• [PROBLEM REQUIREMENTS] Beginning at the line that contains "In the photo above, where can the high-rise" and ending at the last line of the entries, write out each line exactly; include nothing outside that span.

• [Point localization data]
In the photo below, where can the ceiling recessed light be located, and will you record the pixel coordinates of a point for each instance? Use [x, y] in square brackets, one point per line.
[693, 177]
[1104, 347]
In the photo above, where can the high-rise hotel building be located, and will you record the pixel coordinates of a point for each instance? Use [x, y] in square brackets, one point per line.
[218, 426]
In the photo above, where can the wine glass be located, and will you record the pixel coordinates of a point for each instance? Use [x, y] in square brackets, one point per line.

• [PROBLEM SOLUTION]
In the photo above, where can the high-rise hotel building be located, and will you record the pixel coordinates of a point for each instance? Use [x, y] in square brackets, one point per line.
[218, 426]
In the photo above, where can the wine glass be located, and will you record the pixel coordinates of a point for each instance? Use [x, y] in square brackets, one point per line.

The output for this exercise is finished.